STUDY TEXT:

How Executive Pay Packages are Negotiated

Some high-profile tech CEOs have recently elected to take large pay cuts to conserve cash flow. This has sparked a larger conversation about how executive compensation is decided.

Pictured: Men shaking hands over table/courtesy Getty Images

As turbulent economic conditions persist and layoffs become more commonplace, some high-profile tech CEOs have elected to take large pay cuts to preserve cash flow. This has sparked a larger conversation about how, exactly, executives’ salaries are decided.

In February, Eric Yuan, CEO of Zoom, told his staff he would cut his pay by 98% and forgo his yearly bonus. Similarly, Tim Cook, CEO of Apple, plans to cut his salary by 40% in 2023, bringing his annual target salary to $49 million.

Though these salary totals are not relatable for the average American, they are commonplace across several industries, including the life sciences.

Len Schleifer, CEO of Regeneron Pharmaceuticals, took home $453 million in 2021, making him the highest-paid executive in biopharma that year, according to a STAT analysis. Tim Walbert, CEO of Horizon Therapeutics, followed behind at $70 million.

PROVIDED RECORDS:
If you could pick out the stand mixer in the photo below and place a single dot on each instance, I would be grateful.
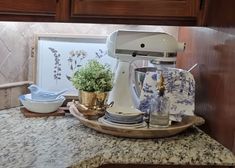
(128, 46)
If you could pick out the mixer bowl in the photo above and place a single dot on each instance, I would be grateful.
(140, 76)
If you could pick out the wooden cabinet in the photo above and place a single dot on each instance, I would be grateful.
(168, 12)
(154, 12)
(219, 13)
(28, 10)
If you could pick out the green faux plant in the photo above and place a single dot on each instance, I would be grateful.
(93, 77)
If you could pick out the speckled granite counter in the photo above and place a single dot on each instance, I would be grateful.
(64, 142)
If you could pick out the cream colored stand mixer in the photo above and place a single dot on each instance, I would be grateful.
(128, 46)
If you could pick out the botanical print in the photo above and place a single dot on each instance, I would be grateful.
(100, 53)
(57, 65)
(74, 60)
(59, 57)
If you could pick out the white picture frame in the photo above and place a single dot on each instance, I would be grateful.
(57, 57)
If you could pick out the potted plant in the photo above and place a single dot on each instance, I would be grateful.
(93, 81)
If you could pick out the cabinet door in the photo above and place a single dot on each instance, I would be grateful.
(145, 11)
(28, 10)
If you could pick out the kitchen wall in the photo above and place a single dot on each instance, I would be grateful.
(16, 39)
(214, 50)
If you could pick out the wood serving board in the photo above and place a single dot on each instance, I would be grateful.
(144, 132)
(28, 114)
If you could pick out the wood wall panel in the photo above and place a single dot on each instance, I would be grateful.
(214, 51)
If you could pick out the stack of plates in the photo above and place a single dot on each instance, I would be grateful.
(126, 117)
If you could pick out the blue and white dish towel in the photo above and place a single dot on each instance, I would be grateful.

PROMPT A:
Condense the paragraph of the executive pay article that begins "In February, Eric Yuan" into a short bulleted list that keeps its main facts.
PROMPT B:
Reproduce everything in the executive pay article from "Pictured: Men shaking" down to "the life sciences.", substituting "routine" for each occurrence of "commonplace".

OUTPUT A:
- Eric Yuan, CEO of Zoom, told his staff in February that he would cut his pay by 98% and forgo his yearly bonus.
- Tim Cook, CEO of Apple, plans to cut his salary by 40% in 2023, bringing his annual target salary to $49 million.

OUTPUT B:
Pictured: Men shaking hands over table/courtesy Getty Images

As turbulent economic conditions persist and layoffs become more routine, some high-profile tech CEOs have elected to take large pay cuts to preserve cash flow. This has sparked a larger conversation about how, exactly, executives’ salaries are decided.

In February, Eric Yuan, CEO of Zoom, told his staff he would cut his pay by 98% and forgo his yearly bonus. Similarly, Tim Cook, CEO of Apple, plans to cut his salary by 40% in 2023, bringing his annual target salary to $49 million.

Though these salary totals are not relatable for the average American, they are routine across several industries, including the life sciences.